Copy the lines that follow, keeping every character the same.

☆ ☆ ☆ ☆ ☆ ☆ ☆

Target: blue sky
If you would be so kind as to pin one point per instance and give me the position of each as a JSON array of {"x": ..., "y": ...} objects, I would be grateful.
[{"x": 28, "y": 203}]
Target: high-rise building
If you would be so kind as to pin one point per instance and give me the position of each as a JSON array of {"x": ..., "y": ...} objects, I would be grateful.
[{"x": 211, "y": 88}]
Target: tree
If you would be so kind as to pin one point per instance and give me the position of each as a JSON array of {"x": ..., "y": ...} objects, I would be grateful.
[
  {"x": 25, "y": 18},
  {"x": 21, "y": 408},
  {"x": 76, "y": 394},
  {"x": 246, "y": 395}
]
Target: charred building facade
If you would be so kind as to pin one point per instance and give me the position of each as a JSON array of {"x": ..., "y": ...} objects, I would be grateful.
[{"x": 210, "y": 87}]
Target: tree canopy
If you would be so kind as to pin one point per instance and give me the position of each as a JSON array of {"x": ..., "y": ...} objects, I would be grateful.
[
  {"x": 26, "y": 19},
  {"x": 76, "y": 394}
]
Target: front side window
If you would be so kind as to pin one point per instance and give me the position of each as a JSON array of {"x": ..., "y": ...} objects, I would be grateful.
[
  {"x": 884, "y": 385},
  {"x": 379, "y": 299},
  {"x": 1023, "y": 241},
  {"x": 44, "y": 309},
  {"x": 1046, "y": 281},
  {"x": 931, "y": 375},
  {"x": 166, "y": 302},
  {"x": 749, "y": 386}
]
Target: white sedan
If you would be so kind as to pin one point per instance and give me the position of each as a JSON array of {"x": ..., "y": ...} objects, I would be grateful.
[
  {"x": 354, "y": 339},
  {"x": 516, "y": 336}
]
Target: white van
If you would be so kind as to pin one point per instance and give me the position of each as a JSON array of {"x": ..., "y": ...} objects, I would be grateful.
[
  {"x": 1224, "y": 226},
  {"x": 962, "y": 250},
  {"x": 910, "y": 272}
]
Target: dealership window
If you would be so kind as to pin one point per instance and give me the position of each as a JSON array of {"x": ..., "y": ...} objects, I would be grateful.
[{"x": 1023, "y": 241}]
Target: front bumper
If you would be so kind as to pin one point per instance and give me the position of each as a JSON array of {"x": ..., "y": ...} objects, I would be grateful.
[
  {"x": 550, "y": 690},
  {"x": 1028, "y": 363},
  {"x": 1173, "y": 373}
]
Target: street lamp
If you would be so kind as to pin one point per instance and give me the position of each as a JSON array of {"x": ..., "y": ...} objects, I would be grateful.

☆ ☆ ☆ ☆ ☆ ☆ ☆

Reply -
Target: blue sky
If you would be so kind as to pin one point per instance and give me the position of each as a JSON array of {"x": ..., "y": ...} objects, I would be grateful.
[{"x": 28, "y": 203}]
Target: high-rise building
If you would be so kind as to pin one point per instance and give me the position of each as a JSON array of {"x": ..., "y": ...} objects, I would be grateful.
[{"x": 211, "y": 88}]
Target: tree
If you would be so kind as to pin one point per instance and give me the position of each as a JSON array of {"x": ..., "y": ...} objects, I would be grateful.
[
  {"x": 25, "y": 18},
  {"x": 21, "y": 408},
  {"x": 76, "y": 394},
  {"x": 246, "y": 395}
]
Target: charred building facade
If you would be so kind as to pin one point per instance and give me the position of each as a JSON array of {"x": ..., "y": ...} objects, I would be grateful.
[{"x": 210, "y": 87}]
Target: tree canopy
If you would be so kind as to pin one point per instance and give me the position of each as a JSON array of {"x": ..., "y": ...} objects, I would be grateful.
[
  {"x": 26, "y": 19},
  {"x": 76, "y": 394}
]
Target: front side window
If you would be so kind as to pin one point per instance and give me the position of each as a JSON array of {"x": ..., "y": ...} objects, I would be grateful.
[
  {"x": 884, "y": 385},
  {"x": 379, "y": 299},
  {"x": 1023, "y": 241},
  {"x": 44, "y": 309},
  {"x": 1046, "y": 281},
  {"x": 931, "y": 375},
  {"x": 166, "y": 302},
  {"x": 749, "y": 386}
]
Target: white sedan
If you would be so kind as to pin one point per instance and give me the position of each as a JSON array of {"x": ..., "y": ...} objects, I would be grateful.
[
  {"x": 354, "y": 339},
  {"x": 516, "y": 336}
]
Target: white van
If you would be so kind as to pin one point per instance and give me the position of each as a JSON array of {"x": ..., "y": ...} objects, I would be grateful.
[
  {"x": 1224, "y": 226},
  {"x": 962, "y": 250},
  {"x": 910, "y": 272}
]
Target: dealership window
If you would be so kind as to pin one point per instance and give me the position of each as a JSON array of {"x": ..., "y": ...} objects, I would be grateful.
[{"x": 1023, "y": 241}]
Target: front bumper
If you would be so kind as to pin one point per instance and give me the position of each as a JSON array of {"x": ..., "y": ...} objects, I would be grateful.
[
  {"x": 550, "y": 690},
  {"x": 1028, "y": 363},
  {"x": 1173, "y": 373}
]
Target: street lamp
If you would be so kind as to pin one point per instance and give me the position of each as a JSON array of {"x": ..., "y": ...} objects, I would be grateful.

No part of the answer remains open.